* GIVEN TASK
Gather each line of the data below that contains the string "window", and copy those lines out in full.

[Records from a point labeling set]

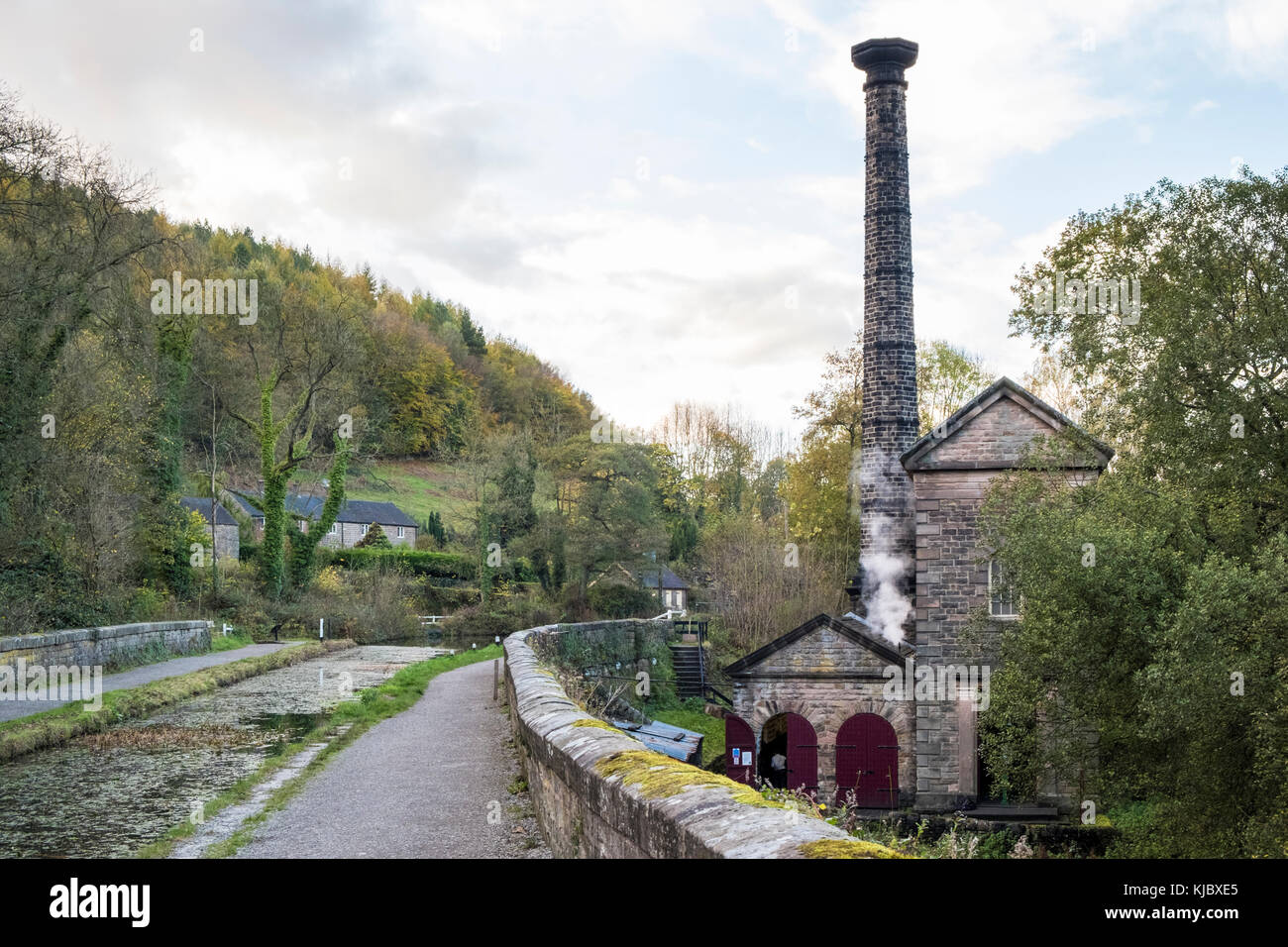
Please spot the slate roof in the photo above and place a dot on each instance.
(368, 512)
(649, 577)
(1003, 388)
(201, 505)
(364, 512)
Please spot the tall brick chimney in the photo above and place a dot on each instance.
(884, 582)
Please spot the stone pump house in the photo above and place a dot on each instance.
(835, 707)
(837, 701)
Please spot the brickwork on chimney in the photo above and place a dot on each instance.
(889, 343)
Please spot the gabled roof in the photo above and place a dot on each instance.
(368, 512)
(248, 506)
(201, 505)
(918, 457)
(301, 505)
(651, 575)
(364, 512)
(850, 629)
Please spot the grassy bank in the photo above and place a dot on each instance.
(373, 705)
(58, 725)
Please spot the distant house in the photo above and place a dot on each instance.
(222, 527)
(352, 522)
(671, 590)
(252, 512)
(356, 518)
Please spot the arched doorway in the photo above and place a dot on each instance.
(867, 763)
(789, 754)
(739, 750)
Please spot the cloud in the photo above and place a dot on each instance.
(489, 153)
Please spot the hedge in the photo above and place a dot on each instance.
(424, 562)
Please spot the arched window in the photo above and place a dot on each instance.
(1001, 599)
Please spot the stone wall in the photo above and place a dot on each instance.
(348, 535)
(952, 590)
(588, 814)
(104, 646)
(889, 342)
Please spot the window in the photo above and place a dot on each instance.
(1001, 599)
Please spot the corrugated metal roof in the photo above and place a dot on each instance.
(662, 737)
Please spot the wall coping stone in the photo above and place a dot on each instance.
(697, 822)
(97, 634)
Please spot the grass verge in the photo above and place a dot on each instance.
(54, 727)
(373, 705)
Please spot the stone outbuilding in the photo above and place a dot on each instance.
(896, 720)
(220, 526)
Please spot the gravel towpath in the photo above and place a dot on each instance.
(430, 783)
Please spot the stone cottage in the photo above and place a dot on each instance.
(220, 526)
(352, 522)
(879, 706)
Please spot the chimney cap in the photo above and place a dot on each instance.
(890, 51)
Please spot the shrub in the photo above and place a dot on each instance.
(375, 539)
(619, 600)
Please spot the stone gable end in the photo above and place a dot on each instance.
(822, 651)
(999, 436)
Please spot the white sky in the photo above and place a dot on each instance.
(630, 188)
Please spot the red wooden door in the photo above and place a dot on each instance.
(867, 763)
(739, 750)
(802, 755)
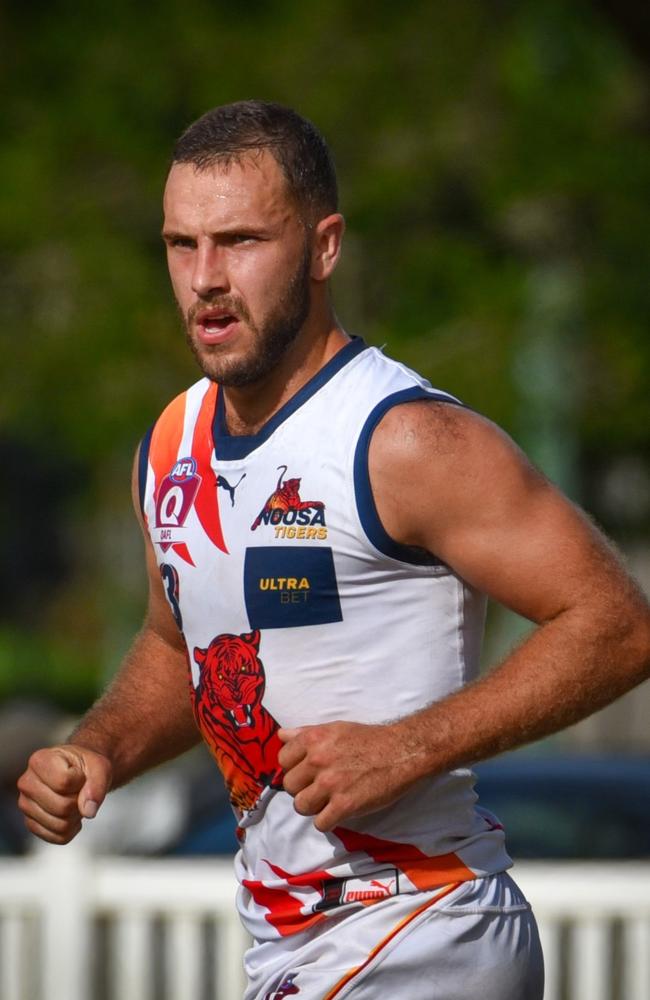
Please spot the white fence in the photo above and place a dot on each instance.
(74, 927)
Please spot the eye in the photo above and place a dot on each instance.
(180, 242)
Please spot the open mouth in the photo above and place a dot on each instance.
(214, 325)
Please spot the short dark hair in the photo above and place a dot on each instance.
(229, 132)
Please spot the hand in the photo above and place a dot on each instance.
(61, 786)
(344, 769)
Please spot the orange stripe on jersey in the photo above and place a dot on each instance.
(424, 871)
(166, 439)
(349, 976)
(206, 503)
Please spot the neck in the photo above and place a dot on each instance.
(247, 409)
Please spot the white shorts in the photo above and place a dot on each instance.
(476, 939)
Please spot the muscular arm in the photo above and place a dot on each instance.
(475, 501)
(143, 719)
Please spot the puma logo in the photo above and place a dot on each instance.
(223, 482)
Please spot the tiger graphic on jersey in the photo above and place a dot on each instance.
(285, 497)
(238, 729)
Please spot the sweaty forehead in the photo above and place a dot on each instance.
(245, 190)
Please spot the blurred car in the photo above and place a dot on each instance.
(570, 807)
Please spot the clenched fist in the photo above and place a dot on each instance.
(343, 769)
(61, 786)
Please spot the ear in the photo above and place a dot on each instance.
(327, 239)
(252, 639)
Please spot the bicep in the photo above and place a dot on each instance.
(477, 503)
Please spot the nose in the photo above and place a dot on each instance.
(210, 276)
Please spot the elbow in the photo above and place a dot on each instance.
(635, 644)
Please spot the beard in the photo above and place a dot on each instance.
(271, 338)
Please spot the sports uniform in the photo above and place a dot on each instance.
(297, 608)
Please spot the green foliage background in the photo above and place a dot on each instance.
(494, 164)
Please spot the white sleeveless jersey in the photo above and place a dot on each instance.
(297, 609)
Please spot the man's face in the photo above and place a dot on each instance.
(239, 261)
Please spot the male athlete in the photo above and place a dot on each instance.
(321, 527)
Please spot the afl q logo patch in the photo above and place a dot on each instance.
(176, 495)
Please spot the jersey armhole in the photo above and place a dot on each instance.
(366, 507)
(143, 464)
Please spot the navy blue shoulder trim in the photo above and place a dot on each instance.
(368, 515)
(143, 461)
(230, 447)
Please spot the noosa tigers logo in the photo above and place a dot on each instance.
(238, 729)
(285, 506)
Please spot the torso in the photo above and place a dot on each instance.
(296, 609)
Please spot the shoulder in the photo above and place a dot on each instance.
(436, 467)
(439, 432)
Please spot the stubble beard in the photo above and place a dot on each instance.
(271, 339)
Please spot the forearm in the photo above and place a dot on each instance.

--

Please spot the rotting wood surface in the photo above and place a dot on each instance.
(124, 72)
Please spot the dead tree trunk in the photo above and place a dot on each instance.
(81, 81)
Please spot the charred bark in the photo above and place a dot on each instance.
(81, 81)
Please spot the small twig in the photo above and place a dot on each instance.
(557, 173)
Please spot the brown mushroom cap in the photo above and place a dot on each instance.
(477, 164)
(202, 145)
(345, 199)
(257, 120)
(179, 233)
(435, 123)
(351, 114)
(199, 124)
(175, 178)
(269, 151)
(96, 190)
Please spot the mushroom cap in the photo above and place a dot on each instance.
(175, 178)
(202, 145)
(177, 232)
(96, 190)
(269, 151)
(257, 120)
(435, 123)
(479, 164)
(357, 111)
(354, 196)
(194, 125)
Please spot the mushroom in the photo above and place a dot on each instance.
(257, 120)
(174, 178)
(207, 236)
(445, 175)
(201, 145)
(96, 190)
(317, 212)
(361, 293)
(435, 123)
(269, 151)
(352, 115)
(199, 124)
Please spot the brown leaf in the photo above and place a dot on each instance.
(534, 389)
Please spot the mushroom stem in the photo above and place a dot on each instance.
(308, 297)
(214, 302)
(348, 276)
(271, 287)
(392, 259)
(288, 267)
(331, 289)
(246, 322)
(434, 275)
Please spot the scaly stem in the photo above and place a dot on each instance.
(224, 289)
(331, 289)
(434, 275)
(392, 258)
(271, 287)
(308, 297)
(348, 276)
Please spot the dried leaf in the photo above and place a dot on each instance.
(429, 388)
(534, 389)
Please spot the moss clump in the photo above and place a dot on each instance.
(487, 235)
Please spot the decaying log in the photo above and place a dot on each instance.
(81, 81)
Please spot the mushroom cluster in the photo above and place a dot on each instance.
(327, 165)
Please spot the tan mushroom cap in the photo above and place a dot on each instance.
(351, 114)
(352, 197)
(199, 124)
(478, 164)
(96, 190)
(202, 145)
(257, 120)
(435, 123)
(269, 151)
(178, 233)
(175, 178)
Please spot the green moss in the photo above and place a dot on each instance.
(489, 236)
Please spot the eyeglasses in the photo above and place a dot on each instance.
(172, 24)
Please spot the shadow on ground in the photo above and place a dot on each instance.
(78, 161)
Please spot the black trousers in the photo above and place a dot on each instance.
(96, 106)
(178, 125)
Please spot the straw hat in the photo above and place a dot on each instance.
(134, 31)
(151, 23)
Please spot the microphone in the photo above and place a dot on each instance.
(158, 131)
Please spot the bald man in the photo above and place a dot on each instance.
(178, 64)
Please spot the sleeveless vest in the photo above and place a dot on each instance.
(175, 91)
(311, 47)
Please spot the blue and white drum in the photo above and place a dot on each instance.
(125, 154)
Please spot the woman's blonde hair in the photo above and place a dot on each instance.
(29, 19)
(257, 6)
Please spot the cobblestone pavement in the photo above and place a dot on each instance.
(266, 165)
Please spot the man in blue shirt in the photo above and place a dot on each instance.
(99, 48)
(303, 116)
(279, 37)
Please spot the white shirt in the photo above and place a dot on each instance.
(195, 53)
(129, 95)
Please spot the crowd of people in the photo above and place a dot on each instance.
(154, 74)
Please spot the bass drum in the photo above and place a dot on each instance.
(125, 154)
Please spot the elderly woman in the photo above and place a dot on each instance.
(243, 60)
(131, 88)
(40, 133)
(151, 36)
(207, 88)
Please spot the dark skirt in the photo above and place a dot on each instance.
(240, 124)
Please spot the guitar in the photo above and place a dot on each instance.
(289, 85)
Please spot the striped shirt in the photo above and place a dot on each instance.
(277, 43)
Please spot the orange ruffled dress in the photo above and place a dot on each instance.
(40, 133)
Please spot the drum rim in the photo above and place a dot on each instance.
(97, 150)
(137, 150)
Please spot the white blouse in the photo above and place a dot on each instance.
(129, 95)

* FINISHED ANSWER
Please spot the arched window in the photo above and place a dot on each instance.
Please spot the window in the photo above and place a dot on each instance.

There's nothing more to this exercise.